[start Available data]

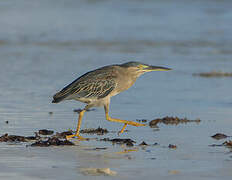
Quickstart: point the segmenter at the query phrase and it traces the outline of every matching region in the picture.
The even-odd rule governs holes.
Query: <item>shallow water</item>
[[[202,120],[159,130],[129,126],[120,137],[159,145],[136,146],[138,151],[127,154],[115,152],[128,147],[95,140],[49,148],[1,143],[0,179],[230,179],[230,150],[208,145],[224,142],[210,137],[217,132],[232,135],[231,78],[192,73],[231,72],[231,8],[230,0],[0,1],[1,134],[74,129],[73,109],[84,105],[51,104],[52,95],[86,71],[131,60],[173,71],[147,73],[113,97],[112,117]],[[82,124],[98,126],[122,127],[107,122],[102,108],[86,113]],[[95,147],[108,149],[91,150]],[[117,175],[81,173],[106,167]]]

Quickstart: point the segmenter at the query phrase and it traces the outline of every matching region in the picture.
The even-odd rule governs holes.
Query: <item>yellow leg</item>
[[[127,125],[132,125],[132,126],[145,126],[145,124],[141,124],[141,123],[137,123],[134,121],[127,121],[127,120],[122,120],[122,119],[116,119],[116,118],[111,118],[109,116],[109,105],[105,105],[105,115],[106,115],[106,120],[108,121],[112,121],[112,122],[119,122],[119,123],[123,123],[124,126],[122,127],[121,131],[119,131],[119,133],[123,133],[123,131],[125,130]]]
[[[122,127],[121,131],[118,132],[118,134],[123,133],[123,131],[126,129],[126,126],[127,126],[127,124],[124,124],[124,126]]]
[[[83,138],[82,136],[79,135],[80,128],[81,128],[81,121],[82,121],[82,117],[84,116],[85,111],[86,110],[84,109],[79,113],[76,133],[72,134],[72,135],[69,135],[69,136],[66,136],[66,139],[70,139],[70,138],[73,138],[73,137],[77,137],[79,140],[86,140],[87,139],[87,138]]]

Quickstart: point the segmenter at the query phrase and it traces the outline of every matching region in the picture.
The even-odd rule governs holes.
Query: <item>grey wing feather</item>
[[[90,71],[53,96],[53,103],[64,99],[104,98],[116,87],[115,78],[105,71]]]

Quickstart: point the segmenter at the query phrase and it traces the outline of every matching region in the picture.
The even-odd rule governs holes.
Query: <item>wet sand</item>
[[[112,117],[146,127],[118,136],[122,125],[96,108],[81,129],[108,133],[82,134],[89,141],[1,142],[0,179],[231,179],[231,148],[223,145],[232,140],[231,78],[193,76],[231,73],[229,0],[2,1],[0,17],[1,136],[75,130],[84,105],[52,104],[52,95],[97,67],[135,60],[173,69],[147,73],[111,100]],[[166,116],[200,122],[149,126]]]

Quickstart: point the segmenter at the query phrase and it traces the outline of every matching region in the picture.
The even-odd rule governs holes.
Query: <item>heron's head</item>
[[[129,73],[135,73],[137,76],[142,75],[145,72],[151,72],[151,71],[169,71],[170,68],[161,67],[161,66],[152,66],[140,62],[127,62],[120,65],[123,68],[126,68]]]

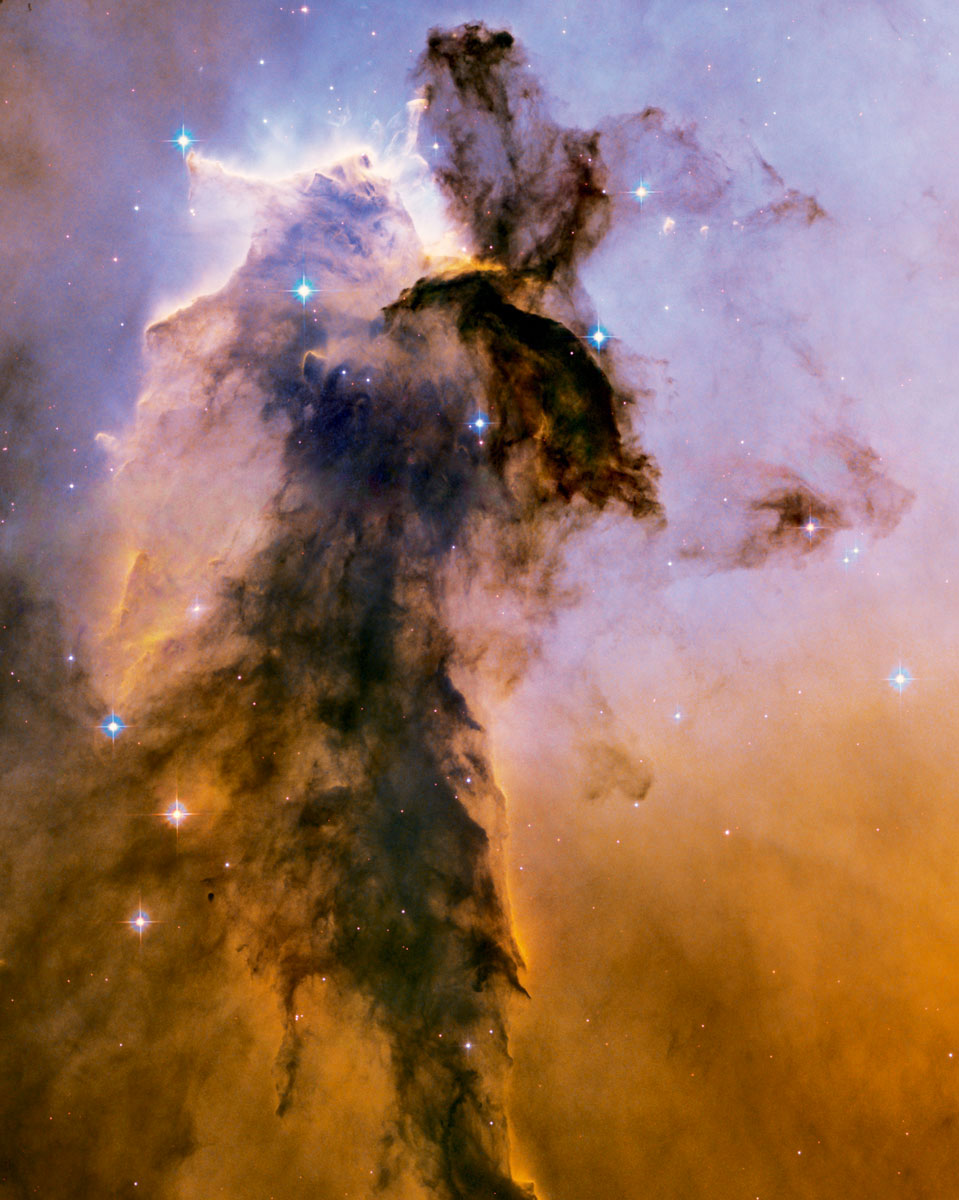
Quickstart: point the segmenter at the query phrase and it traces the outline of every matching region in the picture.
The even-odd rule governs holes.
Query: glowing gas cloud
[[[174,127],[193,194],[254,212],[245,258],[150,324],[98,439],[94,533],[56,542],[89,625],[68,571],[4,569],[0,1196],[933,1194],[883,1141],[922,1072],[868,1000],[901,1031],[922,988],[863,917],[919,877],[876,848],[910,782],[870,772],[923,671],[891,647],[823,732],[829,662],[795,686],[781,650],[813,572],[858,586],[917,502],[777,292],[839,218],[665,108],[568,127],[507,29],[433,29],[413,84],[389,166],[253,178]],[[442,251],[404,203],[427,163]],[[769,358],[719,324],[657,356],[591,276],[627,228],[645,287],[677,256]],[[864,607],[821,618],[837,646]]]

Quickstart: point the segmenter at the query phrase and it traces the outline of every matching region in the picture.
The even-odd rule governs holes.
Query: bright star
[[[187,132],[185,125],[180,126],[180,132],[173,139],[173,144],[179,148],[180,154],[186,157],[186,151],[193,145],[193,136]]]
[[[170,824],[175,826],[178,829],[180,828],[180,822],[188,816],[190,814],[179,800],[175,800],[173,806],[167,810],[167,821],[169,821]]]
[[[150,918],[143,911],[142,907],[137,908],[136,917],[131,917],[130,920],[124,922],[125,925],[130,925],[131,929],[136,929],[137,936],[139,937],[140,946],[143,946],[143,931],[150,928]]]
[[[115,742],[116,734],[122,733],[122,731],[126,728],[126,726],[116,715],[116,713],[110,713],[109,716],[104,718],[100,727],[101,730],[103,730],[103,732],[112,742]]]
[[[310,296],[311,296],[311,295],[312,295],[312,294],[313,294],[314,292],[316,292],[316,288],[314,288],[314,287],[313,287],[313,284],[312,284],[312,283],[311,283],[311,282],[310,282],[310,281],[307,280],[307,277],[306,277],[305,275],[304,275],[304,277],[302,277],[302,278],[300,280],[300,282],[299,282],[299,283],[296,284],[296,287],[295,287],[295,288],[293,289],[293,294],[294,294],[295,296],[299,296],[299,298],[300,298],[300,302],[301,302],[301,304],[304,304],[304,305],[306,304],[306,301],[307,301],[307,300],[310,299]]]
[[[907,688],[912,683],[912,676],[906,671],[906,668],[900,662],[899,666],[893,671],[888,678],[888,684],[891,688],[895,688],[899,695],[903,695],[903,689]]]
[[[610,340],[610,335],[603,328],[603,325],[597,325],[597,328],[594,330],[592,330],[592,332],[589,334],[589,341],[593,343],[593,346],[595,346],[595,348],[598,350],[601,350],[604,343],[609,342],[609,340]]]

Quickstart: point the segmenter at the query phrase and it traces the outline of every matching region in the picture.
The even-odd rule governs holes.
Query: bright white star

[end Available data]

» Requirements: Extract every line of the material above that contains the string "item", and copy each one verbatim in its original order.

» Response:
Query: <item>shallow water</item>
Query: <item>yellow leg</item>
Query: <item>grey wing feather</item>
Query: <item>wet sand</item>
Query: <item>heron's head</item>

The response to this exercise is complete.